— Start —

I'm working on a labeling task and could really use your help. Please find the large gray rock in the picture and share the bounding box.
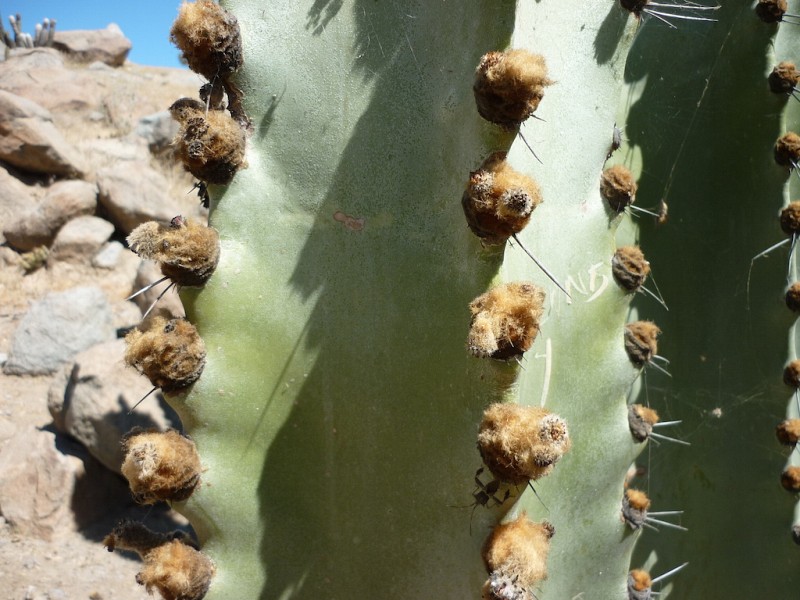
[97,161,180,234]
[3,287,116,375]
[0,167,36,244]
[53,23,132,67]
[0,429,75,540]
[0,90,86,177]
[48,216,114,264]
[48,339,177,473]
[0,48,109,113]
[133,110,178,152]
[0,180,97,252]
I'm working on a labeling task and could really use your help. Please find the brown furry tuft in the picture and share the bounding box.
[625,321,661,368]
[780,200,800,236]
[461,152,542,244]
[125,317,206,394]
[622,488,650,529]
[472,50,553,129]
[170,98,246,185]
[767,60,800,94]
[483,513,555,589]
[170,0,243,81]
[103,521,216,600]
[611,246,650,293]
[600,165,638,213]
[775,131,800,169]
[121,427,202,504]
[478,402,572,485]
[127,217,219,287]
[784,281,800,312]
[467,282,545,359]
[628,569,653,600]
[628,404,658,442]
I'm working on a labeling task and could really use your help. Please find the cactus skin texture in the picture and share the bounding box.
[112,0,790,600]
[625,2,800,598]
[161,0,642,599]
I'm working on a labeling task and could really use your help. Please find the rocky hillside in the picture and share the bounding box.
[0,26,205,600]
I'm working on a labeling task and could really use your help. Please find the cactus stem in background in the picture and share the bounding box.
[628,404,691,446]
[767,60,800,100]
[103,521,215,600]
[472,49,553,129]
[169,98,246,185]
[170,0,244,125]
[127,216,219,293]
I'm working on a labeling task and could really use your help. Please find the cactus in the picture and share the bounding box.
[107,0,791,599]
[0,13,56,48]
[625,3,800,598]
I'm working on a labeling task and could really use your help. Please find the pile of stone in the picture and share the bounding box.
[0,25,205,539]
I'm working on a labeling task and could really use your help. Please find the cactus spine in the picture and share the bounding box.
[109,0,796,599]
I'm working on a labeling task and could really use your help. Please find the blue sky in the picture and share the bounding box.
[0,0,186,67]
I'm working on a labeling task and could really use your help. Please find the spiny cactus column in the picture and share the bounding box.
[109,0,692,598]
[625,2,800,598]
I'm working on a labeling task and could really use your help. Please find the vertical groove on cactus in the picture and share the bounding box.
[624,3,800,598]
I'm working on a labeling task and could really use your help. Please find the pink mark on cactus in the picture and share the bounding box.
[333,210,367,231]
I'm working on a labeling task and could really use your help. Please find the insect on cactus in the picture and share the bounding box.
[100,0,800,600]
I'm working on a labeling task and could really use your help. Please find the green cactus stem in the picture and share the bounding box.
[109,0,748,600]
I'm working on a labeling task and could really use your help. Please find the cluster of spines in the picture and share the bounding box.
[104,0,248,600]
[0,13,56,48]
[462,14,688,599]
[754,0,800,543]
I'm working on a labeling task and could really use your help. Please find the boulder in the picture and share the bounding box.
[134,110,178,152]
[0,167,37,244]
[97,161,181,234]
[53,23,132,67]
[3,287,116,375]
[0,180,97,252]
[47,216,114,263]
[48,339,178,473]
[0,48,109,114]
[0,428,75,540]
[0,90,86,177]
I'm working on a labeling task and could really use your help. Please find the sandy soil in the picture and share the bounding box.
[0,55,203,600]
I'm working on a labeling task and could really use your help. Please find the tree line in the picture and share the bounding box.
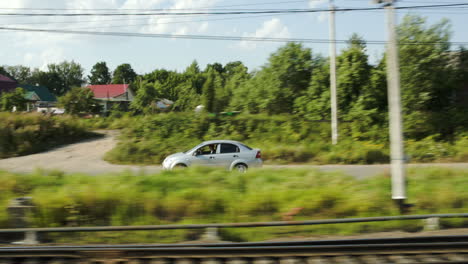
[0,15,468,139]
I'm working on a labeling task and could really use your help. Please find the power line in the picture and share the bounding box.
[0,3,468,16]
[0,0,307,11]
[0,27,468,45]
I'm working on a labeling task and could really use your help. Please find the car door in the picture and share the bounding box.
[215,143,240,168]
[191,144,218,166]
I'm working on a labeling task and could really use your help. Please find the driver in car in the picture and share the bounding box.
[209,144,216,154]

— End —

» Set problem
Begin at the row that contains "find the car" and stop after the last row. Render those rows as a two-column CSV headed request and answer, with one line per request, its text and its answer each in a single quoted field, and line breaks replaced by spaces.

» Task solution
request,answer
"I'm working on a labeling task and could really use your help. Please find the car door in the picture and share the bounding box.","[215,143,240,168] [191,144,218,166]"
"I'm working on a labeling task and could really use your help. Please find the driver in car in the picture and share the bounding box.","[209,144,216,154]"